#### [How to complete this task]
Each line that contains the word "form" counts once; give the total for the records below and nothing else.

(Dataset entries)
<<<<
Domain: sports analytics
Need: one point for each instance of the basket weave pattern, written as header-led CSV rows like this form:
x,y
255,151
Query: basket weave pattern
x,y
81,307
>>>>
<<<<
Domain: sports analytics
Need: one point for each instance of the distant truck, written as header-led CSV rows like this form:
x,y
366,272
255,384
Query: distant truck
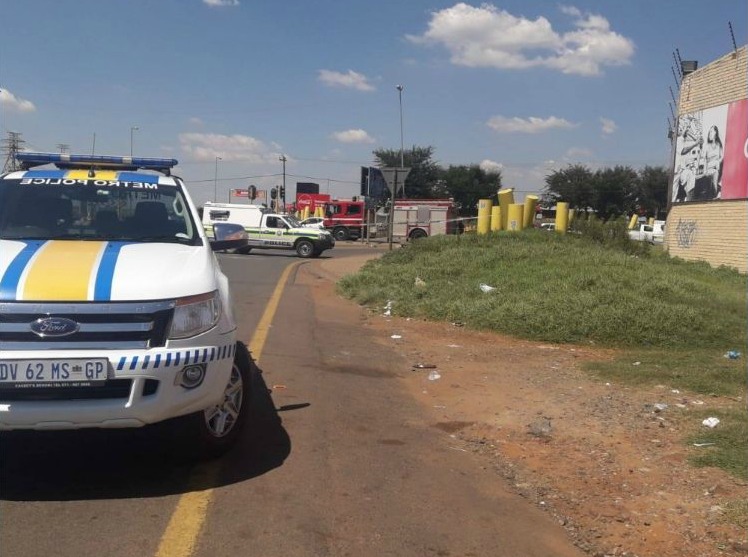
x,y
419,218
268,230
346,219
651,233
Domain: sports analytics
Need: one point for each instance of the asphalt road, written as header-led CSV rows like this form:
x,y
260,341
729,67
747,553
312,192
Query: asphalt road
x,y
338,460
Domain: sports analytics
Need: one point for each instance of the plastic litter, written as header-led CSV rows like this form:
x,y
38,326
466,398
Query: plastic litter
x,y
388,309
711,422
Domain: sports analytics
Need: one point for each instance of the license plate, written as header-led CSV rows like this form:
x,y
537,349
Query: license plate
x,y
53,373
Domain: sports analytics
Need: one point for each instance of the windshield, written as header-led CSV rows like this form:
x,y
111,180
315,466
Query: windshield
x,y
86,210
>>>>
#### [Exercise solution]
6